#### [RECORDS SHOWN]
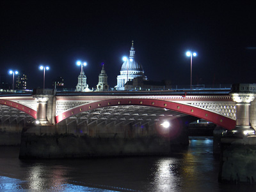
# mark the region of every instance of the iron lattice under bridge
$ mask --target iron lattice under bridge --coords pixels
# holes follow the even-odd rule
[[[49,92],[47,91],[49,90]],[[47,119],[52,124],[132,125],[164,118],[193,115],[227,129],[236,126],[236,102],[230,90],[54,92],[0,95],[1,121],[38,119],[38,105],[47,102]],[[49,94],[47,94],[49,92]]]

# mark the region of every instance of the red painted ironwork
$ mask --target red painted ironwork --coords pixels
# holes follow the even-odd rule
[[[228,130],[234,129],[236,126],[235,120],[202,108],[172,101],[147,99],[113,99],[86,103],[59,114],[56,117],[56,122],[58,123],[83,112],[118,105],[141,105],[166,108],[205,119]]]
[[[36,119],[36,111],[25,106],[25,105],[23,105],[19,103],[14,102],[14,101],[9,101],[9,100],[0,100],[0,105],[6,105],[6,106],[15,108],[22,112],[24,112],[27,114],[31,115],[32,117]]]

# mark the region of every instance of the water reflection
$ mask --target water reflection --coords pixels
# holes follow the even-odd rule
[[[153,172],[155,191],[170,191],[178,188],[180,183],[179,165],[175,159],[161,159],[156,162]]]
[[[188,151],[168,157],[20,160],[0,147],[0,191],[233,191],[253,186],[218,182],[212,138],[191,138]],[[252,191],[252,190],[251,190]]]

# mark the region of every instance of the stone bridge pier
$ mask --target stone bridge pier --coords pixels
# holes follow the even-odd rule
[[[221,182],[256,184],[255,93],[255,84],[232,85],[230,95],[236,101],[236,124],[221,138]]]

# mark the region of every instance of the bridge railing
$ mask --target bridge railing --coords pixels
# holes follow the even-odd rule
[[[218,84],[218,85],[205,85],[205,84],[201,84],[201,85],[192,85],[192,90],[196,91],[196,90],[231,90],[231,84]],[[75,88],[61,88],[61,89],[56,89],[57,92],[76,92]],[[93,92],[95,92],[95,89]],[[186,90],[191,90],[190,85],[169,85],[169,86],[163,86],[162,87],[150,87],[147,89],[143,89],[141,87],[136,87],[134,89],[129,89],[129,91],[186,91]],[[14,90],[14,92],[11,90],[1,90],[0,89],[0,94],[31,94],[32,93],[33,90]],[[111,88],[109,91],[109,92],[111,91],[116,91],[114,88]]]

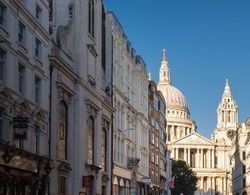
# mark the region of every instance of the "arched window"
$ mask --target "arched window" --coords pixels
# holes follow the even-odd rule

#### [REQUIREMENT]
Repeat everything in the records precisely. Images are excluded from the copy.

#### [THE OUTPUT]
# mark the region of every instance of the iron lattice under bridge
$ mask --target iron lattice under bridge --coords pixels
# holes follow the even-odd rule
[[[49,92],[47,91],[49,90]],[[47,119],[52,124],[132,125],[164,118],[193,115],[227,129],[236,126],[236,102],[230,90],[54,92],[0,95],[1,121],[38,119],[38,105],[47,102]],[[49,94],[47,94],[49,92]]]

# mark the region of every instance of the red painted ironwork
$ mask --target red painted ironwork --coords pixels
# holes follow the even-odd rule
[[[228,130],[234,129],[236,126],[235,120],[202,108],[172,101],[147,99],[113,99],[86,103],[59,114],[56,117],[56,122],[58,123],[83,112],[118,105],[141,105],[166,108],[205,119]]]
[[[36,119],[36,111],[25,106],[25,105],[23,105],[19,103],[14,102],[14,101],[9,101],[9,100],[0,100],[0,105],[6,105],[6,106],[15,108],[22,112],[24,112],[27,114],[31,115],[32,117]]]

# mark the region of every instance of the water reflection
$ mask --target water reflection --coords pixels
# holes follow the even-odd rule
[[[153,172],[155,191],[170,191],[178,188],[180,183],[179,165],[175,159],[161,159],[156,162]]]
[[[188,151],[168,157],[20,160],[0,147],[0,191],[233,191],[253,186],[218,182],[212,138],[191,138]],[[252,191],[252,190],[251,190]]]

# mark the region of every instance of the stone bridge pier
$ mask --target stone bridge pier --coords pixels
# holes follow the even-odd rule
[[[221,182],[256,184],[255,93],[255,84],[232,85],[230,95],[236,101],[236,124],[221,138]]]

# mark the region of every instance of the bridge railing
$ mask --target bridge railing --coords pixels
# holes follow the even-odd rule
[[[218,84],[218,85],[205,85],[205,84],[201,84],[201,85],[192,85],[192,90],[196,91],[196,90],[231,90],[231,84]],[[75,88],[61,88],[61,89],[56,89],[57,92],[76,92]],[[93,92],[95,92],[95,89]],[[186,90],[191,90],[190,85],[169,85],[169,86],[163,86],[162,87],[150,87],[147,89],[143,89],[141,87],[136,87],[134,89],[129,89],[129,91],[186,91]],[[14,90],[14,92],[11,90],[1,90],[0,89],[0,94],[31,94],[32,93],[33,90]],[[111,88],[109,91],[109,92],[111,91],[116,91],[114,88]]]

# mark the region of every instance of the "arched window"
$ mask --target "arched window" --coords pixels
# holes follow the even-odd rule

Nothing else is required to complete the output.